Instructions for the task. Return the whole listing exactly as it stands.
-- start of Data provided --
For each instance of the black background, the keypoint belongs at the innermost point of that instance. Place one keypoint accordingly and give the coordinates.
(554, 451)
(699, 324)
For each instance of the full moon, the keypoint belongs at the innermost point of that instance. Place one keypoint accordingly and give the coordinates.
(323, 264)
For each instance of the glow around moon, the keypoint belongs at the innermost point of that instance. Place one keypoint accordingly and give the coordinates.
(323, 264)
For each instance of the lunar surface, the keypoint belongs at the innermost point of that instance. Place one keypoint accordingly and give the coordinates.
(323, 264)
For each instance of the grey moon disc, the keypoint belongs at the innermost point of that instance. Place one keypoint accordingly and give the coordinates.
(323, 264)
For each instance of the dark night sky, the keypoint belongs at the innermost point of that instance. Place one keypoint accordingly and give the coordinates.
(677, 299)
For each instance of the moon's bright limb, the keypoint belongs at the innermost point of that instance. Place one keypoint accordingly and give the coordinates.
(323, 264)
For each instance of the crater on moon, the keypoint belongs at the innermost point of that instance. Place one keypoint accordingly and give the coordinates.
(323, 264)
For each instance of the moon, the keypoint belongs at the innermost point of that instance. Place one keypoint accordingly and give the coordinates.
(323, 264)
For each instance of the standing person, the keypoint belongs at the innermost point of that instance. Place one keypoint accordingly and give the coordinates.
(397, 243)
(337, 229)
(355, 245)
-- end of Data provided --
Problem solution.
For each instance of the black background, the keypoint belongs at the innermost point of that instance. Place one keypoint accordingly and give the coordinates.
(554, 451)
(699, 324)
For each instance of the full moon, the keypoint belongs at the innermost point of that instance. Place one keypoint accordingly and give the coordinates.
(323, 264)
For each instance of the glow around moon, the keypoint belongs at the innermost point of that instance. Place one keypoint accordingly and give the coordinates.
(323, 264)
For each instance of the lunar surface, the keypoint belongs at the innermost point of that instance. Place one keypoint accordingly and give the coordinates.
(323, 264)
For each instance of the grey moon disc, the keypoint belongs at the innermost point of that instance. Place one keypoint accordingly and give the coordinates.
(323, 264)
For each instance of the dark night sky, the keypoint belongs at the innermost point of that instance. Place one keypoint accordingly and give the coordinates.
(677, 299)
For each instance of the moon's bright limb, the keypoint belongs at the innermost point of that instance. Place one keypoint accordingly and give the coordinates.
(323, 264)
For each instance of the crater on moon, the keypoint belongs at the innermost point of that instance. Place one keypoint accordingly and give the coordinates.
(323, 264)
For each instance of the moon, the keypoint belongs at the innermost point of that instance. Place one keypoint accordingly and give the coordinates.
(323, 264)
For each instance of the standing person, the keypoint belongs at the innermost point of that instance. Place one keypoint accordingly and give the coordinates.
(397, 243)
(337, 229)
(355, 245)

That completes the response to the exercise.